INSTRUCTIONS FOR THE TASK
Omit all images. Write out the rest of the material exactly.

Start ROWS

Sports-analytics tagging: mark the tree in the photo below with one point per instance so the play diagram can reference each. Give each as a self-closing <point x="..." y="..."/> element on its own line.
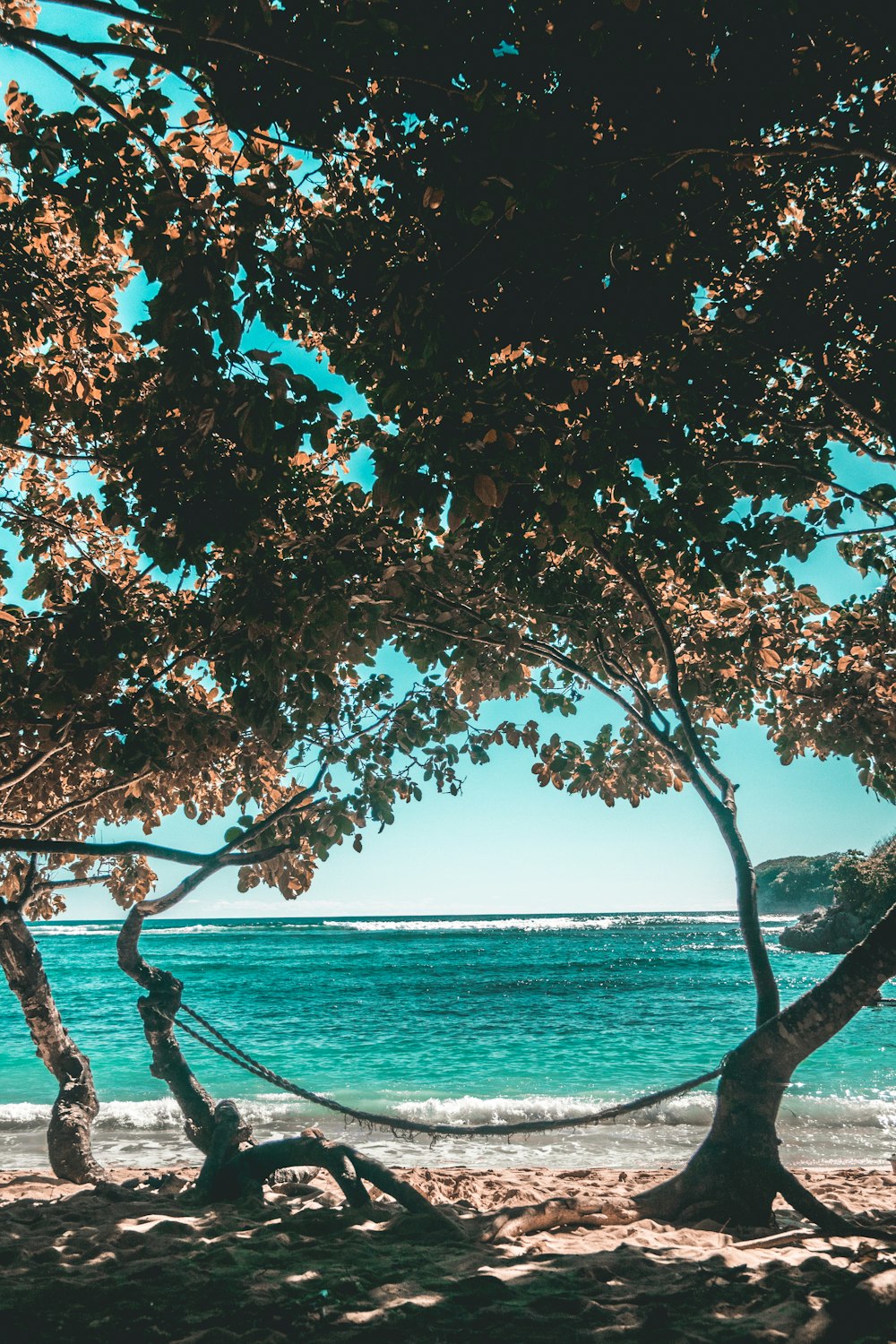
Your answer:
<point x="614" y="281"/>
<point x="175" y="672"/>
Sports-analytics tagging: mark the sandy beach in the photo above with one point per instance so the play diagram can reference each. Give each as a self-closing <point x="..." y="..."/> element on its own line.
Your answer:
<point x="136" y="1262"/>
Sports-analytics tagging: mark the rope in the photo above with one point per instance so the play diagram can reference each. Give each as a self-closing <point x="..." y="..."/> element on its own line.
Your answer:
<point x="398" y="1124"/>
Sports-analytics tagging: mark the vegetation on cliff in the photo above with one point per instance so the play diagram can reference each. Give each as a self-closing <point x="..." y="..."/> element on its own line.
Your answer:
<point x="797" y="883"/>
<point x="864" y="890"/>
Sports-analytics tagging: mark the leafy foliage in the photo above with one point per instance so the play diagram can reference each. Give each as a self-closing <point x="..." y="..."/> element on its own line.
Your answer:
<point x="616" y="285"/>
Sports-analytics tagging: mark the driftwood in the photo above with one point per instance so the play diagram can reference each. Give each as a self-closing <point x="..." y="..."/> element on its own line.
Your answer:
<point x="77" y="1105"/>
<point x="552" y="1212"/>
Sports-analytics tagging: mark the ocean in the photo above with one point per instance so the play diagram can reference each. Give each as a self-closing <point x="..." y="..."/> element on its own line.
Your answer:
<point x="452" y="1019"/>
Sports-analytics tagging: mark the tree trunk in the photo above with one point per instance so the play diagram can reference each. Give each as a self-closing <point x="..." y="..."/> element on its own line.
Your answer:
<point x="158" y="1012"/>
<point x="724" y="814"/>
<point x="737" y="1172"/>
<point x="75" y="1107"/>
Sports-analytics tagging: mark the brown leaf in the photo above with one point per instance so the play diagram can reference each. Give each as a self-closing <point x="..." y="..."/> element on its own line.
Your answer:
<point x="485" y="491"/>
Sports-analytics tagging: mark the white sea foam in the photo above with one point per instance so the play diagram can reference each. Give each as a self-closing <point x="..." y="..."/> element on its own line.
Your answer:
<point x="694" y="1109"/>
<point x="815" y="1132"/>
<point x="524" y="924"/>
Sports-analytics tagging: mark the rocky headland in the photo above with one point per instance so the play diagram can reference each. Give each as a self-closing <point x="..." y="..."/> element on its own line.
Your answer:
<point x="864" y="889"/>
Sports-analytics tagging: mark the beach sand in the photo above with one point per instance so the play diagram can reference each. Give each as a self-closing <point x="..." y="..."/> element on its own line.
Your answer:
<point x="142" y="1265"/>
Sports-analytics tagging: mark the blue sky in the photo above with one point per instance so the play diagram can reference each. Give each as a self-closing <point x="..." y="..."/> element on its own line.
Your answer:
<point x="508" y="846"/>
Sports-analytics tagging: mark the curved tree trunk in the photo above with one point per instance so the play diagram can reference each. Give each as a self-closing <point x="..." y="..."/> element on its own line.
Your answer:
<point x="737" y="1172"/>
<point x="158" y="1012"/>
<point x="75" y="1107"/>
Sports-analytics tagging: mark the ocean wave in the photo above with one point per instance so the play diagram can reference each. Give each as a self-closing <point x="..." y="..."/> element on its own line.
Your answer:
<point x="271" y="1110"/>
<point x="43" y="930"/>
<point x="524" y="924"/>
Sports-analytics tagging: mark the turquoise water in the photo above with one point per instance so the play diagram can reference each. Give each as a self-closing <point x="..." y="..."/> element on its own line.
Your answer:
<point x="452" y="1019"/>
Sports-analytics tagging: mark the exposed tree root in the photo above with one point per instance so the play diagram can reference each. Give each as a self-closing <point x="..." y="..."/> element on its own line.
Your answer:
<point x="233" y="1174"/>
<point x="826" y="1219"/>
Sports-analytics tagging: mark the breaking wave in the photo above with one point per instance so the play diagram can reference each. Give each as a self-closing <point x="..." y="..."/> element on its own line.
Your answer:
<point x="797" y="1113"/>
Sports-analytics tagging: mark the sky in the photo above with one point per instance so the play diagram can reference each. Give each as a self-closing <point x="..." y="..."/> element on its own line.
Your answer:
<point x="506" y="846"/>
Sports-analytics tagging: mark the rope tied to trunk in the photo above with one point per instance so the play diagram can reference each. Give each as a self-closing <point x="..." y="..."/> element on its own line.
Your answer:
<point x="398" y="1124"/>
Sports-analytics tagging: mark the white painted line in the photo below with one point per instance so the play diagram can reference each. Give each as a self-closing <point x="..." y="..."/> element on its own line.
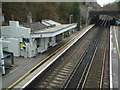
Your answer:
<point x="15" y="69"/>
<point x="53" y="59"/>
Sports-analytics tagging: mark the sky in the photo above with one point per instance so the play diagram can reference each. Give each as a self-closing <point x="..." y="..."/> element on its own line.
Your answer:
<point x="104" y="2"/>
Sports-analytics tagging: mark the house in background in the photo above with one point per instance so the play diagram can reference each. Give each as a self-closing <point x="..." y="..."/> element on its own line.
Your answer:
<point x="32" y="38"/>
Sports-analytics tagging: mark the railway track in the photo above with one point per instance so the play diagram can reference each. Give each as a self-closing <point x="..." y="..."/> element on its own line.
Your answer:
<point x="71" y="69"/>
<point x="96" y="73"/>
<point x="59" y="72"/>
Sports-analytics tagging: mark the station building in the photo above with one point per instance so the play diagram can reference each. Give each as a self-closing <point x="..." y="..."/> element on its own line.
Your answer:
<point x="29" y="39"/>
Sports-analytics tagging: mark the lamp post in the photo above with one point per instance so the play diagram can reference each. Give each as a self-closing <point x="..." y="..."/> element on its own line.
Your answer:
<point x="1" y="56"/>
<point x="70" y="17"/>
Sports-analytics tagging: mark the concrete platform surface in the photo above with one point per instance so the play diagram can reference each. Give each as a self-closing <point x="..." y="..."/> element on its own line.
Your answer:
<point x="114" y="57"/>
<point x="22" y="66"/>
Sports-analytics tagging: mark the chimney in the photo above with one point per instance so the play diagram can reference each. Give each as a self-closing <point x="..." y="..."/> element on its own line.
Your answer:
<point x="29" y="18"/>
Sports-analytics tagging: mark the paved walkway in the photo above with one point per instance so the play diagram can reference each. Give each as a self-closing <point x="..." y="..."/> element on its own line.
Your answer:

End ROWS

REPLY
Sports-analytics tagging: mark the tree in the photo below with one point per instance so the play diagram can reference each. Give each as a self-closing <point x="..." y="..."/> element on its own line.
Your answer:
<point x="614" y="281"/>
<point x="175" y="672"/>
Sports-analytics tagging: mark the sandy beach in the photo above with one point per instance so the play diagram can reference each. Give each as a self-closing <point x="..." y="..."/> element on its own line.
Your answer:
<point x="136" y="1262"/>
Sports-analytics tagging: mark the rope in the photo above with one point per instance so the play diagram can reference each. Give each as a self-closing <point x="..." y="..."/> element on its own line.
Your answer:
<point x="398" y="1124"/>
Sports-analytics tagging: mark the vegetation on cliff in the photo above with one point per instance so the play diagram can reference each. Give each as a self-closing <point x="..." y="..."/> element on its own line.
Your answer:
<point x="797" y="883"/>
<point x="864" y="890"/>
Sports-analytics tagging: mark the leafy foliage in the photo above with one point per instance so the play diagram can reference each. Give each as a self-closing <point x="..." y="..."/> element on its own line.
Your answer:
<point x="616" y="285"/>
Sports-analytics tagging: mark the driftwood in the photo above with one point per instance so the play diagram can reference each. Give each as a self-closing <point x="..." y="..."/> element on its own line.
Your answer:
<point x="77" y="1105"/>
<point x="552" y="1212"/>
Sports-analytics tagging: mark the ocean in the photo above with one point per instance so the play diagram can reference each. Give each as a self-closing <point x="..." y="..."/> element on its own line.
Your answer:
<point x="452" y="1019"/>
Sports-analytics tagging: mark the tree trunk in the photo above with one point per instance so the play diagram can reference each. Give each as a self-closing <point x="..." y="..."/> element on its own line.
Your answer:
<point x="158" y="1012"/>
<point x="724" y="814"/>
<point x="737" y="1172"/>
<point x="75" y="1107"/>
Sports-analytics tagging: mark the brown leaf in the photo above with one point per instance so the play diagram can reference each. Give each as a self-closing <point x="..." y="..."/> element on its own line.
Your answer:
<point x="485" y="491"/>
Sports-analytics tagging: mark the white sea foam in the photo above with one point per instance so the play diagram can reference each. Give each as a self-closing <point x="..." y="..."/> element on its own line.
Your answer:
<point x="694" y="1109"/>
<point x="815" y="1132"/>
<point x="524" y="924"/>
Sports-analytics tagging: mark the rocky headland in the photo above with one point per instance so the play diagram can reference each. Give each as a self-closing <point x="..." y="..."/> element on its own line.
Your answer:
<point x="864" y="889"/>
Sports-analytics tagging: mark the beach sand in the photo above with one point per instance so the play diagram can reference each. Give each as a self-closing <point x="..." y="..."/> element on its own line.
Your answer:
<point x="142" y="1265"/>
Sports-analytics tagging: mark the blue sky in the photo above with one point per instance so the play diagram can reference each. Give each as a self-closing <point x="..." y="..."/> element on its own line.
Your answer:
<point x="508" y="846"/>
Sports-analytics tagging: mark the curved tree trunk in the photo above with one point per instance so the play diagram can reference each. Give each as a self-closing <point x="..." y="..."/> element on its own line.
Your answer:
<point x="737" y="1172"/>
<point x="158" y="1012"/>
<point x="75" y="1107"/>
Sports-analytics tagging: mark the ocean wave in the photo above with one point per instance so the play diagram can reference each. Give each as a self-closing <point x="..." y="..."/> element on its own line.
Your answer:
<point x="271" y="1110"/>
<point x="43" y="930"/>
<point x="524" y="924"/>
Sports-analytics tagging: mark the turquoise water in the photo above with one point per instance so the play diagram can reference each. Give each as a self-closing <point x="..." y="..."/> element on its own line.
Your answer:
<point x="452" y="1019"/>
Sports-analytics tagging: mark the exposed tree root in the photo above with one point per instance so the play diagram can reference each. Give each as a self-closing <point x="..." y="..."/> element on its own line.
Your answer:
<point x="233" y="1174"/>
<point x="826" y="1219"/>
Sports-analytics tagging: mark the breaking wave in the photo above with one point per instance so the play diagram can reference each. Give each as a self-closing <point x="..." y="..."/> element on its own line.
Your answer:
<point x="797" y="1113"/>
Sports-analytics tagging: mark the sky in the photo above with one point per instance so the play diagram can reference each. Give each as a self-closing <point x="..." y="..."/> element on its own line.
Your answer:
<point x="506" y="846"/>
Sports-analytics tagging: mark the rope tied to trunk in the photo above with one point per instance so the play diagram can reference each. Give each as a self-closing <point x="..." y="..."/> element on its own line.
Your answer:
<point x="398" y="1124"/>
Sports-analytics tagging: mark the white painted line in the photo below with one point per instance so the play diagram can reference each. Give each as a self-closing <point x="..." y="..."/> element on its own line.
Your answer:
<point x="15" y="69"/>
<point x="53" y="59"/>
Sports-analytics tagging: mark the sky in the photo above with one point per instance so the play diagram can reference each. Give each as a self-closing <point x="..." y="..."/> element on its own line.
Your answer:
<point x="104" y="2"/>
Sports-analytics tagging: mark the house in background in the photo above with one point per instance so the play diagram can reference each. Give each as a self-closing <point x="..." y="..."/> element on its own line.
Your answer:
<point x="32" y="38"/>
Sports-analytics tagging: mark the railway track in the photo above with one point per instance so the play diagram can reference each. Give each as a self-closing <point x="..." y="..."/> element on its own line.
Your answer:
<point x="71" y="69"/>
<point x="96" y="73"/>
<point x="59" y="72"/>
Sports-analytics tagging: mark the station building in the photo above with one point per instance so the play diagram can reference each. Give each as a self-closing <point x="..." y="..."/> element on its own line.
Your answer:
<point x="29" y="39"/>
Sports-analytics tagging: mark the lamp post in the photo above with one point per instance so the play diagram can reference each. Give each as a self-closing <point x="..." y="..."/> element on its own line.
Your answer:
<point x="1" y="56"/>
<point x="70" y="17"/>
Sports-analytics tagging: mark the concrete platform surface in the photo above with one point per instance so the play diagram can reference each. Give each as a self-closing <point x="..." y="..."/> element on its own line.
Your answer:
<point x="114" y="57"/>
<point x="22" y="66"/>
Sports-analytics tagging: mark the chimney in the photo above with one point per instance so the play diagram can reference each. Give each as a self-closing <point x="..." y="..."/> element on its own line.
Your answer:
<point x="29" y="18"/>
Sports-analytics tagging: mark the paved walkway in the photo above with one point per instance so the play diagram can reference each. Give each as a self-closing <point x="..." y="..."/> element on its own line.
Your answer:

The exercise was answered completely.